INPUT ROWS:
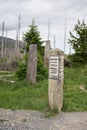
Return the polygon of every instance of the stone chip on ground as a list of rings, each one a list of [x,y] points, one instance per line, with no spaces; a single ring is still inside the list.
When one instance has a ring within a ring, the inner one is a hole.
[[[0,130],[87,130],[87,112],[45,118],[37,111],[0,109]]]

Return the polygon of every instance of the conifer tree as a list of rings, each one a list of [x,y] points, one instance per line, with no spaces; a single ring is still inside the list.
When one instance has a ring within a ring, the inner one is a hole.
[[[76,34],[70,32],[69,44],[73,47],[75,54],[73,58],[75,61],[87,62],[87,25],[84,20],[82,23],[78,20],[78,23],[74,27]]]

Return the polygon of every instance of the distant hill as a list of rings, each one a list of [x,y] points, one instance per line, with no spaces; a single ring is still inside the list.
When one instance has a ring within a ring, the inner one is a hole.
[[[4,37],[4,45],[7,43],[7,47],[15,47],[16,40]],[[2,44],[2,36],[0,36],[0,49]],[[20,47],[23,46],[24,42],[19,41]]]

DESCRIPTION OF THE TASK: Reproduce all of the material above verbatim, omitting the pictures from your reply.

OUTPUT OF THE TASK:
Return the polygon of every instance of the stone chip on ground as a list of rings, each one a list of [x,y] points, one instance per line, with no spaces; a single ring is still inside the list.
When one instance has a ring within a ring, the inner one is a hole.
[[[0,130],[87,130],[87,112],[45,118],[37,111],[0,109]]]

Return the polygon of every instance of the conifer tree as a list of rings, each one a list of [x,y] points, one instance per line, with no spaces; a single ring is still inside the list.
When one instance has a ring within a ring, the inner one is a hole.
[[[76,34],[70,32],[69,44],[73,47],[75,54],[73,58],[75,61],[87,62],[87,25],[84,20],[82,23],[78,20],[78,23],[74,27]]]

Return the polygon of every instance of the distant hill as a list of rings, each one a list of [x,y] points, one instance per line, with no spaces; a single ring is still inside the list.
When one instance has a ring within a ring, the inner one is a hole.
[[[4,37],[4,45],[7,43],[7,47],[15,47],[16,40]],[[2,44],[2,36],[0,36],[0,49]],[[20,47],[23,46],[24,42],[19,41]]]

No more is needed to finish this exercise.